GIVEN RECORDS:
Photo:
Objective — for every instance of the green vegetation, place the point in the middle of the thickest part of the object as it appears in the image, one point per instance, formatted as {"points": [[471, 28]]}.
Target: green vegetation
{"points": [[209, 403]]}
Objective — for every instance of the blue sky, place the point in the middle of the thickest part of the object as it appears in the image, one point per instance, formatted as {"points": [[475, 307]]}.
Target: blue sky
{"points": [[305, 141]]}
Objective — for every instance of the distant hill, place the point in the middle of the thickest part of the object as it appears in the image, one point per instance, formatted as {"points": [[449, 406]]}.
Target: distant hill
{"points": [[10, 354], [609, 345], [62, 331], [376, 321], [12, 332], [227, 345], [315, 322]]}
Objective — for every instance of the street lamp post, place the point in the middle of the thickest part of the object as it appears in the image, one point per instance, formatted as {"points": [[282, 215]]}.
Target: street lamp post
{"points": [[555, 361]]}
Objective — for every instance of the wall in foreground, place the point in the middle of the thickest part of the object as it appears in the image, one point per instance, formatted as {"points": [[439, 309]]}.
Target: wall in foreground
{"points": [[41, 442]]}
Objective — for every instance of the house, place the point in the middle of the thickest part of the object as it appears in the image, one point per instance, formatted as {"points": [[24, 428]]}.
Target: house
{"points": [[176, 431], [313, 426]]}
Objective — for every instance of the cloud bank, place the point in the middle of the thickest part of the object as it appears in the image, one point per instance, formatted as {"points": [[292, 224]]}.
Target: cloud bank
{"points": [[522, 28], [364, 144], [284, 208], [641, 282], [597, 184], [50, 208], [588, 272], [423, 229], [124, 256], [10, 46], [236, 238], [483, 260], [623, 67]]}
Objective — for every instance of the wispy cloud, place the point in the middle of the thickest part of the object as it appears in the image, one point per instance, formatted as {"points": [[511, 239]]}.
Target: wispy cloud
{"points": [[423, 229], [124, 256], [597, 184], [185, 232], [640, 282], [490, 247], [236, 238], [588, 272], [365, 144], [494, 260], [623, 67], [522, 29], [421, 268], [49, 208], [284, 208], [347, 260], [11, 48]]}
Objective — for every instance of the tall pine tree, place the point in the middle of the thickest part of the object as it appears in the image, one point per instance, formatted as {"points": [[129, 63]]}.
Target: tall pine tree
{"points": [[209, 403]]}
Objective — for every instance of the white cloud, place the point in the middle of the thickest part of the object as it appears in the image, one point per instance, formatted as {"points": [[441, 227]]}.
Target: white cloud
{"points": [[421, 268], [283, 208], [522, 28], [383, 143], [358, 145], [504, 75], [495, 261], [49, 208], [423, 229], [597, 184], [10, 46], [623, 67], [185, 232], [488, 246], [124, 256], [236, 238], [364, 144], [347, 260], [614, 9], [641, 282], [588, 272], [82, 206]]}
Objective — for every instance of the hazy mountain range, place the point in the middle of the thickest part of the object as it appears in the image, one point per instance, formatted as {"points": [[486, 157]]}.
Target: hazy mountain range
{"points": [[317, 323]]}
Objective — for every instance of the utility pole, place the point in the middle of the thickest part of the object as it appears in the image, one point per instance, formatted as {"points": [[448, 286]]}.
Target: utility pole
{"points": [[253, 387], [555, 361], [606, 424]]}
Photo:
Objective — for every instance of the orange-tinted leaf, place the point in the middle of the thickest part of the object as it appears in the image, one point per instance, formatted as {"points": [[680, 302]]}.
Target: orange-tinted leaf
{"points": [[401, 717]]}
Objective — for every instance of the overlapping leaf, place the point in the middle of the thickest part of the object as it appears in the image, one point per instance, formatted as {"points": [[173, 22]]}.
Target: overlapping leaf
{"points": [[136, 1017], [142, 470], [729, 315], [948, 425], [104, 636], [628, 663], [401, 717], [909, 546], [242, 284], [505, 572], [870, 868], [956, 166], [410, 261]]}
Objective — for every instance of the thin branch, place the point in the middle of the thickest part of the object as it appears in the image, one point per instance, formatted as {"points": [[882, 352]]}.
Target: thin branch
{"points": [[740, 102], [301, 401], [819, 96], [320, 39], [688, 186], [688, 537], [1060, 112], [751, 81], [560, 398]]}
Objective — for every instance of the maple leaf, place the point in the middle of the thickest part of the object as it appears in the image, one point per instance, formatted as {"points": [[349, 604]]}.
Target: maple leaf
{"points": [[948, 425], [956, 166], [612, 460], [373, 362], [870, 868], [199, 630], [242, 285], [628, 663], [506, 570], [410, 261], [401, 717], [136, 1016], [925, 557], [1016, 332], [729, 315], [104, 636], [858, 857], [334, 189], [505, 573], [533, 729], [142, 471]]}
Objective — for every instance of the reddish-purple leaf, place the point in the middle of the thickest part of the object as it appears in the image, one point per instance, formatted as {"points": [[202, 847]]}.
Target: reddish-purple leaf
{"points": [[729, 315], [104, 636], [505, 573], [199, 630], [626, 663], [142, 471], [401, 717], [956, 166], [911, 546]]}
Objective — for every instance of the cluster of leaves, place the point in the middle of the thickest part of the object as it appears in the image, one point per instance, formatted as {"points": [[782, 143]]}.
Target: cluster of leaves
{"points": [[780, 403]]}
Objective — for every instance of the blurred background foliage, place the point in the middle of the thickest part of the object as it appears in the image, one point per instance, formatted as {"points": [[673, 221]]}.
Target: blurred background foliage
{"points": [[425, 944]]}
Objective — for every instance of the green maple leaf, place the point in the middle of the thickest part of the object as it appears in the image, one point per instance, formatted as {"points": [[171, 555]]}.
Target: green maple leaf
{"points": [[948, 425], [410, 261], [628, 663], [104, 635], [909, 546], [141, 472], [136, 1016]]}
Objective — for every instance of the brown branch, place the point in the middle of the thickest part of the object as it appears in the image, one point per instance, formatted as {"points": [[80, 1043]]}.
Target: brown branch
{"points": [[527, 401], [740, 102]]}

AIM OF THE EXERCISE: Repeat exactly, and only, the lines of the records above, starting with the line that contains "Objective — for every instance of the green maple" and ending with the final line, both included.

TASK OUTPUT:
Objective — for every instance of the green maple leaf, place the point in the middle of the thickest part of the object as it appears in the image, one point per instance, formatted as {"points": [[171, 555]]}.
Target: green maple leaf
{"points": [[948, 425], [410, 261], [628, 663], [104, 635], [909, 546], [141, 472], [136, 1016]]}
Objective — for every instance of the brown branch, place the point in the middle of the thickest part of the object as it appears in the image, one point per instance, formatted as {"points": [[80, 1043]]}.
Target: brown branch
{"points": [[527, 401], [740, 102]]}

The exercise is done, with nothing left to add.